-- Opening Marker --

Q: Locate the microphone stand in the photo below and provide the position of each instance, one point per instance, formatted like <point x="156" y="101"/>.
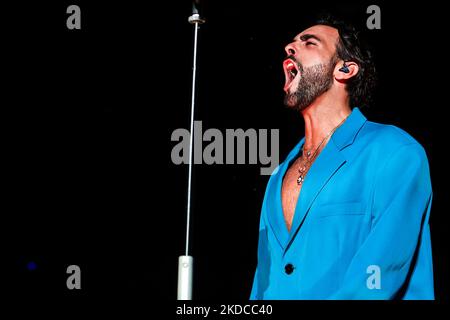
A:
<point x="186" y="262"/>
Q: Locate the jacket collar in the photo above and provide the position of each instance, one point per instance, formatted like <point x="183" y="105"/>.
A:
<point x="346" y="134"/>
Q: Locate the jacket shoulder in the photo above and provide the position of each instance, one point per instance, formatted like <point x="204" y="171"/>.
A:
<point x="389" y="137"/>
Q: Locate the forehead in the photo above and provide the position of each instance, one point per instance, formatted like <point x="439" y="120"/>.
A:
<point x="327" y="34"/>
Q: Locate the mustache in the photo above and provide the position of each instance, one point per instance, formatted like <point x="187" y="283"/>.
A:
<point x="299" y="65"/>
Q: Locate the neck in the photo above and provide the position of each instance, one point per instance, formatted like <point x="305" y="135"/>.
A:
<point x="321" y="118"/>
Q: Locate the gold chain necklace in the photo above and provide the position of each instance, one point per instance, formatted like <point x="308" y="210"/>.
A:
<point x="307" y="161"/>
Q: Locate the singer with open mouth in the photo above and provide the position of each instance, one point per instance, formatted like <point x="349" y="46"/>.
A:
<point x="346" y="215"/>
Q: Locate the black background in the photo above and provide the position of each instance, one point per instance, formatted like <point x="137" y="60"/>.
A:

-- Closing Marker --

→ Exercise aim: Search the entries above for lines containing the word "jacket", and copy each one.

→ Exercise result:
Q: Locate the jacket collar in the photo above and provide the position of each instance, one point per instance, formatted like <point x="183" y="105"/>.
Q: Locate the jacket shoulder in the photo above and provide the position of each instance, one point per instance, formatted like <point x="204" y="171"/>.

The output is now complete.